┌─ Source extract
# The risk of downloading copyright material from internet....



## monsursound (Oct 18, 2011)

Guys,i have seen people downloading loads of movies,music,games.....etc from torrent and other file hosting sites.How much is the risk of getting sued by RIAA or MPAA???Is it less risky in india???As i havent seen or heard anyone getting sued in india.Also some say that using file hosting site is safer than using torrent.Is it true???How???


----------



## Faun (Oct 18, 2011)

Let me introduce you to the Usenet.


----------



## gameranand (Oct 18, 2011)

AFAIK no one has been sued or anything here in India.


----------



## rajnusker (Oct 18, 2011)

gameranand said:


> AFAIK no one has been sued or anything here in India.



That's not true, I remember someone getting sued for sharing copyrighted music on torrents. @OP Filehosting sites are safe, but not torrents. Stay away from torrents.


----------



## Vyom (Oct 18, 2011)
└─
* _Instructions_
(1) In the forum thread on the risk of downloading copyrighted material, which two organizations does the opening post ask about being sued by?
(2) Write the next part of the forum thread on the risk of downloading copyrighted material, picking up right after its final line.
┌─ Recorded data
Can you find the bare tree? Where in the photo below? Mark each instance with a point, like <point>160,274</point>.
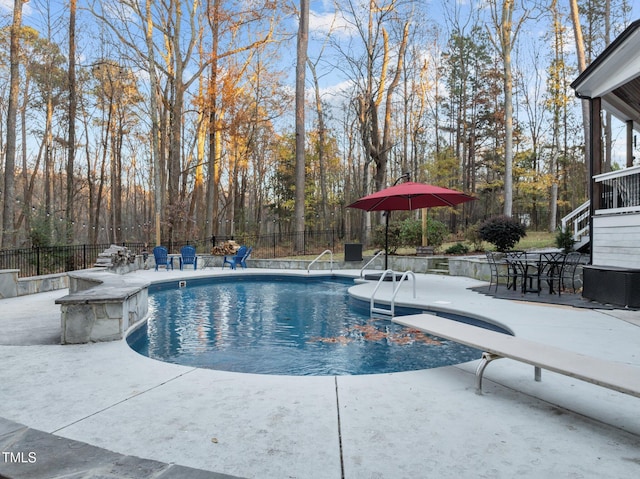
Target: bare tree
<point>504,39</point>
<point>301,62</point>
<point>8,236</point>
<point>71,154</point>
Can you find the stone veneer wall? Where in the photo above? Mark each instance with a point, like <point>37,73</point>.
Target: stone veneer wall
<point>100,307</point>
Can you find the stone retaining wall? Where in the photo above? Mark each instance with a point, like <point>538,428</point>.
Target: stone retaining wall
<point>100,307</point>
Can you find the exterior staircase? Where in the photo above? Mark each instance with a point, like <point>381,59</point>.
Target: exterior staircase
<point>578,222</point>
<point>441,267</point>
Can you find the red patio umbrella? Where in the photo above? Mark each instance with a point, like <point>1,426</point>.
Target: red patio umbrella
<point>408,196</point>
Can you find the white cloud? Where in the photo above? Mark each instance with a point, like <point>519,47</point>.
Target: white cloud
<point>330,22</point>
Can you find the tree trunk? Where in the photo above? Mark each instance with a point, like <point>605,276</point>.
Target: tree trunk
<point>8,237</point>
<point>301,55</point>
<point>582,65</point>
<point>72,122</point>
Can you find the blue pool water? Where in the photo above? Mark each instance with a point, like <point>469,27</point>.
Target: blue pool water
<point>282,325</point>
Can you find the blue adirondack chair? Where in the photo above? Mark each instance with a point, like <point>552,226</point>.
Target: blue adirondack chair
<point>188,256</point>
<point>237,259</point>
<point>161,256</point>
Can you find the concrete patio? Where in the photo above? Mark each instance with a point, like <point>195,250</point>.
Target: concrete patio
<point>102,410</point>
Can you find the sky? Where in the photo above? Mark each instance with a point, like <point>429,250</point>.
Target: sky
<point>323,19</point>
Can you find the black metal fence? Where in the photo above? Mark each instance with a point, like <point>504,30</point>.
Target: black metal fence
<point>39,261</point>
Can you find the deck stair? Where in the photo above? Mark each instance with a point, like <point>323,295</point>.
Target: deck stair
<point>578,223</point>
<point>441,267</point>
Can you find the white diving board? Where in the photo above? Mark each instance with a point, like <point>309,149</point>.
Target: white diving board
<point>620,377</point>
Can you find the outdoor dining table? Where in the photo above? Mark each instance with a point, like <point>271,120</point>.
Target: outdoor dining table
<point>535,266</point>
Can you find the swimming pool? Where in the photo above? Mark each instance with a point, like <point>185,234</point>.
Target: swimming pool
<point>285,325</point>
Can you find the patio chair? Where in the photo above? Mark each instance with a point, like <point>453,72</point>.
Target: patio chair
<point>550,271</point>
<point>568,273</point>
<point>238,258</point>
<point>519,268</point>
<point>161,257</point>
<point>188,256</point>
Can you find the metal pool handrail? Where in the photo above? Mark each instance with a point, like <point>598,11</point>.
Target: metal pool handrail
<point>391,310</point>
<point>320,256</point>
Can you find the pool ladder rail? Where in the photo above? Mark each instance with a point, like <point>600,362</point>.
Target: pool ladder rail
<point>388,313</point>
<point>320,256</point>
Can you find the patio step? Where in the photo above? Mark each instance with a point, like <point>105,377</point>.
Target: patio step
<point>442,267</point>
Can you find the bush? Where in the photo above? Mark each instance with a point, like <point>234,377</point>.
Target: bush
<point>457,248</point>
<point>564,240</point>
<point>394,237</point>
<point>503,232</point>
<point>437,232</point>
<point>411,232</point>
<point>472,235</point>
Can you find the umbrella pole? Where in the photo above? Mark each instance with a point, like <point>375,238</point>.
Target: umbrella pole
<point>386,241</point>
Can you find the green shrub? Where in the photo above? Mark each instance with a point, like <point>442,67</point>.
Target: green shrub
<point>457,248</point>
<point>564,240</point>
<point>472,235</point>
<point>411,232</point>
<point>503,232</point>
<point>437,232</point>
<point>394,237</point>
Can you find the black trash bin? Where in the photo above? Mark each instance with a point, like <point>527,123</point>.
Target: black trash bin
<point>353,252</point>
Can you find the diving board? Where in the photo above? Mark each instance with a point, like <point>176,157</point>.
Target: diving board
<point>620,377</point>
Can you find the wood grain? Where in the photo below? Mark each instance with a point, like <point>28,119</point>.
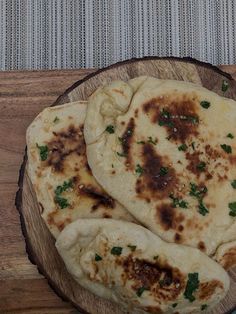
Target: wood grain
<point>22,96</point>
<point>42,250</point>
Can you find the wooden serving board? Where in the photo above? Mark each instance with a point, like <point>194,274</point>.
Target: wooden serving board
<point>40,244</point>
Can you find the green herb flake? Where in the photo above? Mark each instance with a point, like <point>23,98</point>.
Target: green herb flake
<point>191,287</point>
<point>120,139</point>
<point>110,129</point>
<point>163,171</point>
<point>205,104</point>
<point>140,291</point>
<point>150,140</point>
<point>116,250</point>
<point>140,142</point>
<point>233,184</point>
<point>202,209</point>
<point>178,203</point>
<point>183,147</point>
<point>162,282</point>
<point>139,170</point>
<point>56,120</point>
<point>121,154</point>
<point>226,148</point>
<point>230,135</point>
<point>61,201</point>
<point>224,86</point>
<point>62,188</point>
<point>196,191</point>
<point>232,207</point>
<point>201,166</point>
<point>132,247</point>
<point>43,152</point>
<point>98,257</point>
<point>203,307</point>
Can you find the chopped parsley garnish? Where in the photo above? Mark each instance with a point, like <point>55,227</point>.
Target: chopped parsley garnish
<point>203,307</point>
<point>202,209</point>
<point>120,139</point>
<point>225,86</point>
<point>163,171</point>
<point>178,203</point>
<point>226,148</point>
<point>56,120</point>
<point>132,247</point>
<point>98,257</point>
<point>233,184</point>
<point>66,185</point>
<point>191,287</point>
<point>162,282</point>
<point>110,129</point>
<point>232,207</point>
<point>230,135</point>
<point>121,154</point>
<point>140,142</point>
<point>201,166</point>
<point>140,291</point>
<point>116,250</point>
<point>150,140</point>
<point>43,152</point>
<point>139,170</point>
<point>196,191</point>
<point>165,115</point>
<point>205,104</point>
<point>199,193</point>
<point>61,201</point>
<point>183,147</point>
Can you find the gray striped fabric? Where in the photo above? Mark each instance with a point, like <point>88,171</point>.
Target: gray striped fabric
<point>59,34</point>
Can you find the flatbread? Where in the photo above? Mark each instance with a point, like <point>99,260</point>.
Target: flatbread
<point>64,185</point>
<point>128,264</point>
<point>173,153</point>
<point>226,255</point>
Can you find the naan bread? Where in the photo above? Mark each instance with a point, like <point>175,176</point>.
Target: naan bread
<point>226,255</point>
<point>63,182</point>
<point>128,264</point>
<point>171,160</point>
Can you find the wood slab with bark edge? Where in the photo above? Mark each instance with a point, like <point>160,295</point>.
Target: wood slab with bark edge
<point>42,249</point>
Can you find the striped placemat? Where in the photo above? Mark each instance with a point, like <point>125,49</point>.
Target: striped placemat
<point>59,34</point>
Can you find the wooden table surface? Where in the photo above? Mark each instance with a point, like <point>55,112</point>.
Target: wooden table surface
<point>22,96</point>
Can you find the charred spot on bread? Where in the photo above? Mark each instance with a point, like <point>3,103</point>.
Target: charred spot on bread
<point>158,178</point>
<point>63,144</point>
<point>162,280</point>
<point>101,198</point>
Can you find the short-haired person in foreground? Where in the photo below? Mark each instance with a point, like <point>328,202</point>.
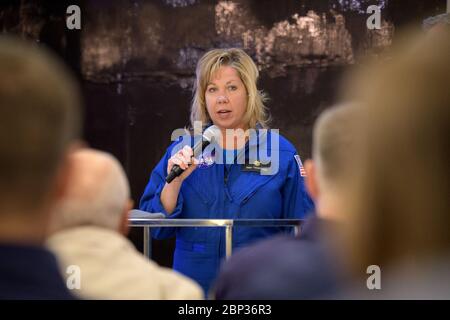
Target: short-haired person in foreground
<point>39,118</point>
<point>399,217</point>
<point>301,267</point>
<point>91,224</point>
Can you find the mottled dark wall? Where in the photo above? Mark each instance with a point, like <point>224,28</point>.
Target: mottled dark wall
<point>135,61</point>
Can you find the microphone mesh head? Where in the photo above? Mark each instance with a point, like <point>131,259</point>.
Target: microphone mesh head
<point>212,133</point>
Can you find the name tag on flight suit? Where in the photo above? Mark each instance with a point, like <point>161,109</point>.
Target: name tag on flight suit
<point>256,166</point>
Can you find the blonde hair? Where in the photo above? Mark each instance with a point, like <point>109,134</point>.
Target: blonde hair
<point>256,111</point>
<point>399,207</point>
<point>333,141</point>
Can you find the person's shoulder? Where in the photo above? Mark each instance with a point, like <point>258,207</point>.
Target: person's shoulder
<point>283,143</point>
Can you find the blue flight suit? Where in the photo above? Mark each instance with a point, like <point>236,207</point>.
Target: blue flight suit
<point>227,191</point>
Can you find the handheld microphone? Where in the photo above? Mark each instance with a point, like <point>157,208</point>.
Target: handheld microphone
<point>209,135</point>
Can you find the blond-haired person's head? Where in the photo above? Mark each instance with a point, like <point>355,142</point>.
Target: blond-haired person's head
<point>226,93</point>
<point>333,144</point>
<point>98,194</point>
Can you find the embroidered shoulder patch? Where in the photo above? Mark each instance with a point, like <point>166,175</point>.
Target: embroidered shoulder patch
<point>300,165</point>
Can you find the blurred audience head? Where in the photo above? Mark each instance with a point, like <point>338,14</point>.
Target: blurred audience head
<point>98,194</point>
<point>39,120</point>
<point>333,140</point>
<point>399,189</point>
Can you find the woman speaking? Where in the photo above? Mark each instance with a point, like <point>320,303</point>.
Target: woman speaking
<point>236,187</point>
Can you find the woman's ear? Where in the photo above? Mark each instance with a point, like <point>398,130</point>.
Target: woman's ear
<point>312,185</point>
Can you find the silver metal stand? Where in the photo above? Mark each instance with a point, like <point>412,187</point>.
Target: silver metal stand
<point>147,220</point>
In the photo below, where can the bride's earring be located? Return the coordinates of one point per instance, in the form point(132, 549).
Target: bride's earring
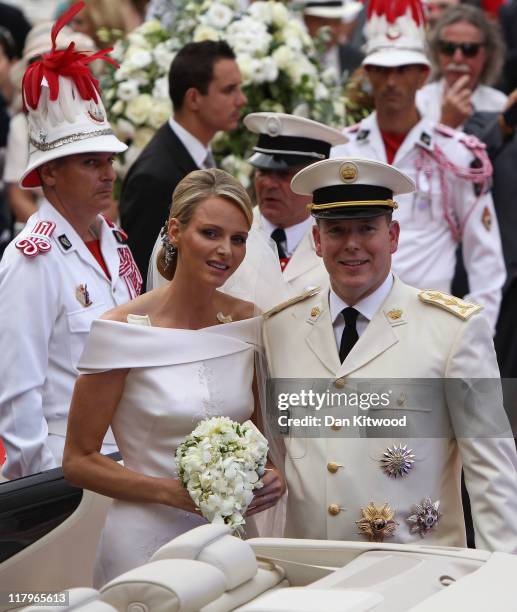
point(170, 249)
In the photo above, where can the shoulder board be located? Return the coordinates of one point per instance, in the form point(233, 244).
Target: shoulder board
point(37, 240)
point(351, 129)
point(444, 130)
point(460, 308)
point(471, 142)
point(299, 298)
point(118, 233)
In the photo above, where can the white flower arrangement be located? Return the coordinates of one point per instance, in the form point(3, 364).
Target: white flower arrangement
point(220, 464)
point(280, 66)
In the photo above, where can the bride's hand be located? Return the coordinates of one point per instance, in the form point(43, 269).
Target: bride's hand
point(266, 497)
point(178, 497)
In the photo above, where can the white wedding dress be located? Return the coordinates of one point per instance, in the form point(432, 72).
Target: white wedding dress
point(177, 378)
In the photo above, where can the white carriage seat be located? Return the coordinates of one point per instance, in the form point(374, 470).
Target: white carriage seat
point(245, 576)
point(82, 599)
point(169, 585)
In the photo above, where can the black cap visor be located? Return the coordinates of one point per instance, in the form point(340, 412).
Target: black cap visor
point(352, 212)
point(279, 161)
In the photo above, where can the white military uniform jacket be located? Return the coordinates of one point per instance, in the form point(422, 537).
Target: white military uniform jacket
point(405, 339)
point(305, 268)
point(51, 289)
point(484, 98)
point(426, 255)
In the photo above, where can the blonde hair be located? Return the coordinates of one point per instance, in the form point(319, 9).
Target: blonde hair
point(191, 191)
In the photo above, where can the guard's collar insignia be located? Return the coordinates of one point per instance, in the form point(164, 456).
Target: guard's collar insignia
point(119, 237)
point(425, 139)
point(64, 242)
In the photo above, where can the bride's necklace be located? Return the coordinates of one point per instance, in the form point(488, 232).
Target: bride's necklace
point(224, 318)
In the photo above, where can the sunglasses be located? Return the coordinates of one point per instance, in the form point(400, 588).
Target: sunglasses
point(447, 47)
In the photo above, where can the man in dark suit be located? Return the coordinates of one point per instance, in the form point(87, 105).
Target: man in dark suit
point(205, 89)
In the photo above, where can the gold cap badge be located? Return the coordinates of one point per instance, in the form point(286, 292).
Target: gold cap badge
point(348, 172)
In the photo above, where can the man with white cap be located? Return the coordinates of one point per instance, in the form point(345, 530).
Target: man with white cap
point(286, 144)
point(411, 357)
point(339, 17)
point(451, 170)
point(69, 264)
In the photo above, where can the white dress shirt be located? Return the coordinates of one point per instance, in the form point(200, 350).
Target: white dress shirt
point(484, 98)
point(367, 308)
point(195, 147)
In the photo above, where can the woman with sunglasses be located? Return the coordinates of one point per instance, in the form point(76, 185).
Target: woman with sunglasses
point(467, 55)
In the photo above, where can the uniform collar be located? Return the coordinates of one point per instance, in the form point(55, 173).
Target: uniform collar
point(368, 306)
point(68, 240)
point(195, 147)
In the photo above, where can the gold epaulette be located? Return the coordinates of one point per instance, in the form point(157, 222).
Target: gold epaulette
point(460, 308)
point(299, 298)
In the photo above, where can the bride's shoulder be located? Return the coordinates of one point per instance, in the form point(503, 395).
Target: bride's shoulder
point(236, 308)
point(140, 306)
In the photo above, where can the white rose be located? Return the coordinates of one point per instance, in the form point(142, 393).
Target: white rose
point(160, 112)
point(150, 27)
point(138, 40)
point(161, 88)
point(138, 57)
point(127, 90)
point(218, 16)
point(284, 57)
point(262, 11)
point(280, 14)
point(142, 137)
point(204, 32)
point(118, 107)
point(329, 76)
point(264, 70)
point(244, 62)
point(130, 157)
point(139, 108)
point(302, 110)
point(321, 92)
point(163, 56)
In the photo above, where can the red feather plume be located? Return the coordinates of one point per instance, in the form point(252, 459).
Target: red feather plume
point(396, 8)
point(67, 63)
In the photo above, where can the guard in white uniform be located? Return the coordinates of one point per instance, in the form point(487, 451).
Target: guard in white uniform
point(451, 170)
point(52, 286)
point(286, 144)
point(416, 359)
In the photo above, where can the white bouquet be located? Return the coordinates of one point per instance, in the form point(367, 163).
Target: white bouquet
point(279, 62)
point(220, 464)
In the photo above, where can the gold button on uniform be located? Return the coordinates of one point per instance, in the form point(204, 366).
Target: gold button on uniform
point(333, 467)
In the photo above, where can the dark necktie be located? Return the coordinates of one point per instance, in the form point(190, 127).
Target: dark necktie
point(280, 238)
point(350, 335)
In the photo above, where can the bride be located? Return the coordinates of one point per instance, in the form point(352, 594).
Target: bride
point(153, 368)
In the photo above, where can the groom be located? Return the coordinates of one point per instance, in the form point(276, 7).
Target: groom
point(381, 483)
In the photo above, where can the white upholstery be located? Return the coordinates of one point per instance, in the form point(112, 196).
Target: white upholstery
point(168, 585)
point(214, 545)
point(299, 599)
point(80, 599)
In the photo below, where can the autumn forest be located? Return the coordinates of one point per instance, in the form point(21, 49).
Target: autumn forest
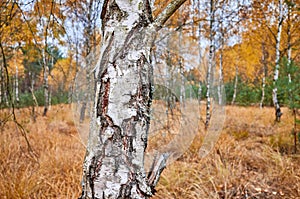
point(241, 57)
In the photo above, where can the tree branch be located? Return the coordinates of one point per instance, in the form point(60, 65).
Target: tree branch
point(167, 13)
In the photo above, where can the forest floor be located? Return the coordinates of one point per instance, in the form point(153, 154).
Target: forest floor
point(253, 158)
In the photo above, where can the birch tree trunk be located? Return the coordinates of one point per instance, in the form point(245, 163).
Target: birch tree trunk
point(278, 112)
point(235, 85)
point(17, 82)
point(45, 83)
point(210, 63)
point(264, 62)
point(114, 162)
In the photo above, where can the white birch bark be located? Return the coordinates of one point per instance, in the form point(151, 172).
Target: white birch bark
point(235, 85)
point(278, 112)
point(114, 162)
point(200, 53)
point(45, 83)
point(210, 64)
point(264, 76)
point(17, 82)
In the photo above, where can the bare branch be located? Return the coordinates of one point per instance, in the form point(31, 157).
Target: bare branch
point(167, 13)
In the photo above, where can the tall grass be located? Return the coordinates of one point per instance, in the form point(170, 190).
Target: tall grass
└─
* _Answers per task_
(1) The RIAA and the MPAA.

(2)
rajnusker said:


> That's not true, I remember someone getting sued for sharing copyrighted music on torrents. @OP Filehosting sites are safe, but not torrents. Stay away from torrents.



So, you saying, you have never used torrents! 
Please don't scare away the lad!


----------



## sygeek (Oct 18, 2011)

rajnusker said:


> That's not true, I remember someone getting sued for sharing copyrighted music on torrents. @OP Filehosting sites are safe, but not torrents. Stay away from torrents.


 

Police are unable to catch the criminals in real life, here in India, and we're talking about the virtual world.

@OP: Unless you're involved in other major activities (selling these pirated copies), or if you indulge in these activities in probable unsafe areas, you should STAY away. Other than that, JUST downloading copyrighted materials from torrent sites (or even uploading), you probably won't get into ANY possible trouble. 

Not that I'm promoting piracy, I'm actually against it. I'm just making him aware of his statistical chances, i.e. 0%.


----------



## clmlbx (Oct 18, 2011)

In India Nothing Can Happen.(nothing happen till now). If Indian Government started taking Piracy seriously then first they Should, and hope will start by Closing local Movie suppliers(Vcd's and DVDs).. And I believe Bollywood Industry is trying to do it from long time but Nothing Happens..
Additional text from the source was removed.